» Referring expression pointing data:

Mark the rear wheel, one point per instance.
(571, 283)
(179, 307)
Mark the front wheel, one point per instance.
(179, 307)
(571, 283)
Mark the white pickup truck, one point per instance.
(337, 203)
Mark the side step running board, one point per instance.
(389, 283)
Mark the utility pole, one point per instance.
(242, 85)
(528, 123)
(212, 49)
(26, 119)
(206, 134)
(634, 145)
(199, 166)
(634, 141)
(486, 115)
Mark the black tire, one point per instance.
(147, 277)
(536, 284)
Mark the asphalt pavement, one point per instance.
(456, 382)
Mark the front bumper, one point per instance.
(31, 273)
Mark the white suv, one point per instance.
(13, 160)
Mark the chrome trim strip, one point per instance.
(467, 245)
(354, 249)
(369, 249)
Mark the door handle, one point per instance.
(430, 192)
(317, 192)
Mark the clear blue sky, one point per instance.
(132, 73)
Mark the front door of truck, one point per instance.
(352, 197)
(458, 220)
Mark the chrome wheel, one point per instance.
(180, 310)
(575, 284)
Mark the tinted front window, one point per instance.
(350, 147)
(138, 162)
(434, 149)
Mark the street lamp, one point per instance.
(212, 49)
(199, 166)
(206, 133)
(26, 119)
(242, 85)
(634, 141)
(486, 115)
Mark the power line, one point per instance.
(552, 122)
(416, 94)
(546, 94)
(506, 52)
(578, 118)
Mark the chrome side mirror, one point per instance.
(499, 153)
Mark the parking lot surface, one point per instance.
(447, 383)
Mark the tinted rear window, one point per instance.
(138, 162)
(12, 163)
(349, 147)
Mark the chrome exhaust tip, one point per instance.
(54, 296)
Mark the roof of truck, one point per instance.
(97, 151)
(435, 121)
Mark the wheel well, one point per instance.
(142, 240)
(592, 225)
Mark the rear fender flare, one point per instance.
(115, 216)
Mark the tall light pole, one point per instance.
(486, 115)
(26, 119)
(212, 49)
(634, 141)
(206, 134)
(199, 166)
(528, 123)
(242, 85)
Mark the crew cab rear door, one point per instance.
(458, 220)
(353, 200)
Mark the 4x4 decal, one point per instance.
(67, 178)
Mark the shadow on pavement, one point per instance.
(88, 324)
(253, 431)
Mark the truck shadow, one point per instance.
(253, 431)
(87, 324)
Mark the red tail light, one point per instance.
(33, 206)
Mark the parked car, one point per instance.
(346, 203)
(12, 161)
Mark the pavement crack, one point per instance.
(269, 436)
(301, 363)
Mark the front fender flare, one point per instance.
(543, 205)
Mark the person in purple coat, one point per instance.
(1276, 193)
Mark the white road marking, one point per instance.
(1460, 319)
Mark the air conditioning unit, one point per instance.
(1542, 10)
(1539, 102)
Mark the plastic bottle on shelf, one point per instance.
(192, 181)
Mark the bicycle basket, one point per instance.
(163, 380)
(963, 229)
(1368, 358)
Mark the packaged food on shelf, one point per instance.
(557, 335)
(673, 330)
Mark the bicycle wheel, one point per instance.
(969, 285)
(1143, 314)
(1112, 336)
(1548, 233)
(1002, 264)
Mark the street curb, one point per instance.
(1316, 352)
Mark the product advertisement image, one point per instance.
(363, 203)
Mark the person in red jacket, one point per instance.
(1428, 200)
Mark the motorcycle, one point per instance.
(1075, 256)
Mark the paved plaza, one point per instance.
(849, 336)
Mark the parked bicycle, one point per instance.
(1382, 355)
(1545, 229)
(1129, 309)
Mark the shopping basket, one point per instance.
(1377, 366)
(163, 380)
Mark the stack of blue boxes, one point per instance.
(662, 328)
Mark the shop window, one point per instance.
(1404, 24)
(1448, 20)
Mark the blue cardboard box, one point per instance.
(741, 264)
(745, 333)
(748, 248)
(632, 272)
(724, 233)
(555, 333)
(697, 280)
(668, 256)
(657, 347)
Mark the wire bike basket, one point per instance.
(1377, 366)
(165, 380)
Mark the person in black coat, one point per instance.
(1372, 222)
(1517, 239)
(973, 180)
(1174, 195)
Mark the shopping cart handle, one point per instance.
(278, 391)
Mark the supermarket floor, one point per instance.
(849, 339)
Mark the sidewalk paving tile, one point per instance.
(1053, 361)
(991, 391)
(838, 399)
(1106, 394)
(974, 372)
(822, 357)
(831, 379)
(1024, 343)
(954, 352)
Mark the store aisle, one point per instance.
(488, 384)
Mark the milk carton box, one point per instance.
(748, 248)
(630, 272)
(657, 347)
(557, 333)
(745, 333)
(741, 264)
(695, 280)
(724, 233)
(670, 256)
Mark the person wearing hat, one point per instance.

» INSTRUCTIONS TO FOLLOW: Each record above should be output again exactly.

» RESULT OF THIS EXERCISE:
Mark the rear wheel, one point per instance.
(571, 283)
(179, 307)
Mark the front wheel, one point per instance.
(179, 307)
(571, 283)
Mark the white pickup truck, one point per instance.
(337, 203)
Mark the side step running board, one point per instance.
(389, 283)
Mark the utility pole, one point per instance.
(242, 85)
(528, 123)
(212, 49)
(26, 119)
(206, 134)
(634, 145)
(199, 166)
(634, 141)
(486, 115)
Mark the black tire, one point per instance.
(147, 277)
(536, 284)
Mark the asphalt pavement, one point per instance.
(456, 382)
Mark the front bumper, one point per instance.
(31, 273)
Mark the white suv, one point per instance.
(13, 160)
Mark the chrome trim strip, one point per instance.
(467, 245)
(354, 249)
(369, 249)
Mark the door handle, one point per instance.
(430, 192)
(317, 192)
Mark the clear blue sky, one point per instance.
(132, 73)
Mark the front door of truck, one point per instance.
(352, 197)
(458, 220)
Mark the chrome wheel, one point per instance.
(180, 310)
(575, 284)
Mark the tinted front window, one point per instance.
(350, 147)
(138, 162)
(434, 149)
Mark the street lamp, one point per instance.
(212, 49)
(199, 166)
(206, 133)
(26, 119)
(242, 85)
(634, 141)
(486, 115)
Mark the power line, one point per instance.
(552, 122)
(416, 94)
(546, 94)
(506, 52)
(578, 118)
Mark the chrome side mirror, one point per instance.
(499, 153)
Mark the parking lot surface, one point per instance.
(447, 383)
Mark the tinted rear window, one point per instance.
(138, 162)
(12, 163)
(349, 147)
Mark the chrome exhaust tip, one point per instance.
(54, 296)
Mark the roof of truck, one point per instance.
(97, 151)
(435, 121)
Mark the wheel well, one point per instance.
(142, 240)
(592, 225)
Mark the rear fender flare, one point per instance.
(115, 216)
Mark the tall light pole, one point per instance.
(486, 115)
(26, 119)
(212, 49)
(634, 141)
(206, 134)
(199, 166)
(528, 123)
(242, 85)
Mark the crew cab rear door, one point per instance.
(458, 220)
(353, 200)
Mark the 4x4 decal, one point per instance.
(67, 178)
Mark the shadow on pavement, one point per instance.
(88, 324)
(253, 431)
Mark the truck shadow, one point per instance.
(253, 431)
(87, 324)
Mark the red tail light, one point per instance.
(33, 206)
Mark the parked car, one point per instance.
(346, 203)
(12, 161)
Mark the pavement crack, one point per instance.
(269, 436)
(301, 363)
Mark the front fender flare, one point per instance.
(543, 205)
Mark the person in purple coat, one point per instance.
(1276, 193)
Mark the white road marking, one point per instance.
(1460, 319)
Mark the air conditioning unit, one point per instance.
(1542, 10)
(1539, 102)
Mark the plastic bottle on shelf, one point per instance.
(192, 181)
Mark the bicycle basket, one point per instance.
(163, 380)
(963, 229)
(1368, 358)
Mark the packaged food on shelf, one point per instance.
(557, 335)
(673, 330)
Mark the bicycle wheel, one point per instance.
(969, 285)
(1143, 314)
(1112, 336)
(1548, 233)
(1002, 264)
Mark the street curb, one point per instance.
(1316, 352)
Mark the product advertisement image, one point per instance.
(363, 203)
Mark the person in red jacket, one point per instance.
(1428, 200)
Mark the motorcycle, one point per instance.
(1075, 256)
Mark the paved plaza, one point per instance.
(849, 336)
Mark the parked bicycle, one point per instance.
(1382, 355)
(1545, 229)
(1129, 309)
Mark the shopping basket, one point per instance.
(1377, 366)
(163, 380)
Mark the stack of blue boxes, one point per instance.
(662, 328)
Mark the shop window, one point per instance.
(1404, 24)
(1448, 20)
Mark the blue cardboard box, one point per instance.
(741, 264)
(745, 333)
(748, 248)
(632, 272)
(724, 233)
(555, 333)
(697, 280)
(668, 256)
(657, 347)
Mark the wire bike basket, one point per instance.
(1377, 366)
(165, 380)
Mark the person in black coat, one point per instance.
(1372, 222)
(1517, 239)
(973, 180)
(1174, 195)
Mark the shopping cart handle, one point per instance.
(278, 391)
Mark the supermarket floor, one point per instance.
(849, 339)
Mark the sidewalk paving tile, one point per instance.
(1053, 361)
(991, 391)
(838, 399)
(1106, 394)
(974, 372)
(822, 357)
(831, 379)
(1024, 343)
(954, 352)
Mark the store aisle, one point per instance.
(488, 384)
Mark the milk carton box, one point per instance.
(748, 248)
(630, 272)
(657, 347)
(557, 333)
(745, 333)
(741, 264)
(695, 280)
(724, 233)
(670, 256)
Mark the person wearing hat, one point per instance.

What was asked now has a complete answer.